**What you will do**
Print exactly, and only, the lines running from the line containing "Question. For every instance of the white sneaker" through the end of the records below.

**Records for the task**
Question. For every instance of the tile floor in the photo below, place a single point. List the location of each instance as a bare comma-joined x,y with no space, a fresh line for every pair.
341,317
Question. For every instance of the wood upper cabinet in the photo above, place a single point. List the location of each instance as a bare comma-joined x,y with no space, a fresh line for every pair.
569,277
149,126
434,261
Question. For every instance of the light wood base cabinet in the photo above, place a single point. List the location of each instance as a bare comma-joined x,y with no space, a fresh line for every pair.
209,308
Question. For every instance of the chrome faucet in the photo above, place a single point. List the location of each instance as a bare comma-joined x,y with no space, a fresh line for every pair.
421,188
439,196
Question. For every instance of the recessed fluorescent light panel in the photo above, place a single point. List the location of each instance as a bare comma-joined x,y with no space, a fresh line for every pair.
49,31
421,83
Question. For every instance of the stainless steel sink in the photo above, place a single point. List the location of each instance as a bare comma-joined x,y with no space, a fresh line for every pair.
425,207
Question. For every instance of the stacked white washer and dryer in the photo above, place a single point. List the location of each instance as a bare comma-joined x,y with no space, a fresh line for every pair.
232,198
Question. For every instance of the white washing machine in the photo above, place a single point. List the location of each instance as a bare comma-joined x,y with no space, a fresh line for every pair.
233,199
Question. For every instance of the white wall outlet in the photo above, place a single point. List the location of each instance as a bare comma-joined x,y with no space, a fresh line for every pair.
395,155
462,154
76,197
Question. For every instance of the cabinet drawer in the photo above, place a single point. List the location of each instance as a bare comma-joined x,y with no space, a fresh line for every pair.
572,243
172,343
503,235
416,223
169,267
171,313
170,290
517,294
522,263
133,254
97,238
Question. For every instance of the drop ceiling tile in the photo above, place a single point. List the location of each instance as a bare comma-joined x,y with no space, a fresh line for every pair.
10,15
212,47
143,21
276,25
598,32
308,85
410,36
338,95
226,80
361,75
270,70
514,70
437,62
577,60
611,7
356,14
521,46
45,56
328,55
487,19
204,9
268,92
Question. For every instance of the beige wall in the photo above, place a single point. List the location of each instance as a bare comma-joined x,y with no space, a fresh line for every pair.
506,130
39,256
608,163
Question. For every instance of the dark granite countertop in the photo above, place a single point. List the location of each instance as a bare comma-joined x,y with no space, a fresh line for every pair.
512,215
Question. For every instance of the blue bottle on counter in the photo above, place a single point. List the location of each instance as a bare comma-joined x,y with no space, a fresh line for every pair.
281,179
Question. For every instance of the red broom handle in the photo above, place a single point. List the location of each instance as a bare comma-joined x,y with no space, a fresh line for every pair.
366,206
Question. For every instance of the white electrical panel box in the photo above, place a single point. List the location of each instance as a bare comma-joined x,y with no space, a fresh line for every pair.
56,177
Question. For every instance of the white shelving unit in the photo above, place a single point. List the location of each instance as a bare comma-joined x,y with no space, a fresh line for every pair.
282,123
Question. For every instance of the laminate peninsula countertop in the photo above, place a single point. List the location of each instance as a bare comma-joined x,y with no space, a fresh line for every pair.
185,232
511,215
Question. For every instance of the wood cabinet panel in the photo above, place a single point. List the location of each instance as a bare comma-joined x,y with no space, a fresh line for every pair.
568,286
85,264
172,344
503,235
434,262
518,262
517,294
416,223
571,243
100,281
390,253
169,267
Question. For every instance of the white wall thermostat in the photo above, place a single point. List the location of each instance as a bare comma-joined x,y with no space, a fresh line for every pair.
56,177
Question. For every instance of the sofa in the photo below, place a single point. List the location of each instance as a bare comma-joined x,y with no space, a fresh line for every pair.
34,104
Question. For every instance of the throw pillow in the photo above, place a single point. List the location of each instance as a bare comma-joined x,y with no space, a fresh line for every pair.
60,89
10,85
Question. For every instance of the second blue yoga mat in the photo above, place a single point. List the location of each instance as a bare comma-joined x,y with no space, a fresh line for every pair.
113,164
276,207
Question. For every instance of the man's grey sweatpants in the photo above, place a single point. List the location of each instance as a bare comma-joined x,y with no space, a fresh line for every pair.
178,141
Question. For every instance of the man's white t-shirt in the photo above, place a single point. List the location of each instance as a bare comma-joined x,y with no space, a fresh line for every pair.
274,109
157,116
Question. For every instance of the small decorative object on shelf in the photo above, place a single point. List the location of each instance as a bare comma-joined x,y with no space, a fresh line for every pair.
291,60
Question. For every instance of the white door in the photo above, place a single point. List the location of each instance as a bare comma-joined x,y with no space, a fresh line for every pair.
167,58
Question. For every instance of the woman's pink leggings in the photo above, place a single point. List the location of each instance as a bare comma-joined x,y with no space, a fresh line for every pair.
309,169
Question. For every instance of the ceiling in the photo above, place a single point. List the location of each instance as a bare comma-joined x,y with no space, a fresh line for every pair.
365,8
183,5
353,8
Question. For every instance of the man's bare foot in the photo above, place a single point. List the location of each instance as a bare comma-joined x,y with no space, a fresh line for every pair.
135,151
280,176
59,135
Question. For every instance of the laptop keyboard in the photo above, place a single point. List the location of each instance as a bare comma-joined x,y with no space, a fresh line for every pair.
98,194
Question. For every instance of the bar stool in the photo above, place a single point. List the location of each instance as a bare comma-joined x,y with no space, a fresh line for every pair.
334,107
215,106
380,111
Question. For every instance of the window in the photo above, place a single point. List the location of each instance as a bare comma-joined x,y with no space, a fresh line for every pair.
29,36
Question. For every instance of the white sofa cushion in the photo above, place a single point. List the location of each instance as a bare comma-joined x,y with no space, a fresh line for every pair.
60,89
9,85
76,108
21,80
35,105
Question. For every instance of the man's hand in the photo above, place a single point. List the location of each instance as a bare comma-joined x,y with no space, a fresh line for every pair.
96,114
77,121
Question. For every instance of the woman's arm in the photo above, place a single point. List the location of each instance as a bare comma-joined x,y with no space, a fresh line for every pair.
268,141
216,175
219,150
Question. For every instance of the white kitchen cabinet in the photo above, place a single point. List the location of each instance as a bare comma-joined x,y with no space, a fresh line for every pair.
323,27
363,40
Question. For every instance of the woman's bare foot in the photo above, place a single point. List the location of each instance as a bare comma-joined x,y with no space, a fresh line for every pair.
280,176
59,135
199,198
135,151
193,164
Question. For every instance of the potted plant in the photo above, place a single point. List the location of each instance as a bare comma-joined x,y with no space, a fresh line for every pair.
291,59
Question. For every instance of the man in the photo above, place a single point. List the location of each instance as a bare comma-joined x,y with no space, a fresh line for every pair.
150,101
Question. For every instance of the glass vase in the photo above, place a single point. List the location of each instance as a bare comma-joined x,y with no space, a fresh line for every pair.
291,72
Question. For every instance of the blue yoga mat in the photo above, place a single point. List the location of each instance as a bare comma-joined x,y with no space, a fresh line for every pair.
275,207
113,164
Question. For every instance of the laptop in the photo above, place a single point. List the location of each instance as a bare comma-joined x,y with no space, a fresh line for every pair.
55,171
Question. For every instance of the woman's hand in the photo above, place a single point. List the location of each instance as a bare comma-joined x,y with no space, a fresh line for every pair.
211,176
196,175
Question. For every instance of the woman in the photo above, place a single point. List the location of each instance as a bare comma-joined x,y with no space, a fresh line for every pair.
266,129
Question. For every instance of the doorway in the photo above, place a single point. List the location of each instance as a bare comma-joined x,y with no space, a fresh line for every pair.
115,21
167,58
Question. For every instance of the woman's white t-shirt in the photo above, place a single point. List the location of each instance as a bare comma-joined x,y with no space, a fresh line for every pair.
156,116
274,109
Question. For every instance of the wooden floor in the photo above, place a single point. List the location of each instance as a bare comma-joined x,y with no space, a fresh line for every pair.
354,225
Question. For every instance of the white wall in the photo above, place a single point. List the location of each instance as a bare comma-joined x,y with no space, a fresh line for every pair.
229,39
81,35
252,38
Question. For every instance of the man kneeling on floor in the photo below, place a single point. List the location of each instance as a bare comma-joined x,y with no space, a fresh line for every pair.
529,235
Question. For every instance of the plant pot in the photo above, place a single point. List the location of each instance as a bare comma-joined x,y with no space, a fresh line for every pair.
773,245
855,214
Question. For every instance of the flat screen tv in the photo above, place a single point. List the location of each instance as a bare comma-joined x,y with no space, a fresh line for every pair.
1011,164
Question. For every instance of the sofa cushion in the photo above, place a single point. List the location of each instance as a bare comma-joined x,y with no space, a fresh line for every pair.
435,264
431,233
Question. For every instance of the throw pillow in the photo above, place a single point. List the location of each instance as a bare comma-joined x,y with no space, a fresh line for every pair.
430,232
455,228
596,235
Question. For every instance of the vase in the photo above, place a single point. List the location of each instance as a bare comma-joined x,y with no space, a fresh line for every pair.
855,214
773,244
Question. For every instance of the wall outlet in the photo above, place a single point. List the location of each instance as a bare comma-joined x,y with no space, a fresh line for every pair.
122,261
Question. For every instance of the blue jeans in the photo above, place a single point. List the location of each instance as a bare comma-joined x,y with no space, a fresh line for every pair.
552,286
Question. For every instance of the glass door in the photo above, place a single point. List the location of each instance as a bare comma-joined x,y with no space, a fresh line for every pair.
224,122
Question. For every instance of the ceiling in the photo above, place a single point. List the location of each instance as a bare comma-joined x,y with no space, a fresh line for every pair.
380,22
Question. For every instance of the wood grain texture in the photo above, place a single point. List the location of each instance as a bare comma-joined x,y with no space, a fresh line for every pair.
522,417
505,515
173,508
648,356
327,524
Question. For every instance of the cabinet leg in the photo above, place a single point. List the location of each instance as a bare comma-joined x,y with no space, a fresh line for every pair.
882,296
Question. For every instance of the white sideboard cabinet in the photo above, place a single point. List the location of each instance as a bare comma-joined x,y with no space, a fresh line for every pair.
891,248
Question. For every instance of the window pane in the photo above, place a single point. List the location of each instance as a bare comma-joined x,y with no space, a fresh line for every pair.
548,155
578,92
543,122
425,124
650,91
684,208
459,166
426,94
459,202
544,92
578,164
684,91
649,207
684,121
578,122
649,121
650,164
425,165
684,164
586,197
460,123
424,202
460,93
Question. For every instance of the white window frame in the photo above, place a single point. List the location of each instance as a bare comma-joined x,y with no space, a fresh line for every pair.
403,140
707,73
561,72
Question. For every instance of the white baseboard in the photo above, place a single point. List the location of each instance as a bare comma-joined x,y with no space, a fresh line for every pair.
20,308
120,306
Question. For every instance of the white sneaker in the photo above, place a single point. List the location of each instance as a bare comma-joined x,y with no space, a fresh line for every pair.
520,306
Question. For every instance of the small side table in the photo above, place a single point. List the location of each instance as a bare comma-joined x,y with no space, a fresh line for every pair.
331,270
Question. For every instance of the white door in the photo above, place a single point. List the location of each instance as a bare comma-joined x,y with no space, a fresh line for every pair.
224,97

**Full output**
Question. For every instance of the white sneaker in the photo above, place a single point. List the location of each instance as a bare comma-joined x,y with no space, a fresh line for every pair.
520,306
Question. For every instance of the small side table in the photo above, place a single point. List the location of each instance as a bare comma-joined x,y with no space, a fresh line for every pair.
331,270
Question. For every instance of the white door in the photo above, place a single point. List the location of each instance as a bare comma-joined x,y with no space, a fresh line for every pair.
224,97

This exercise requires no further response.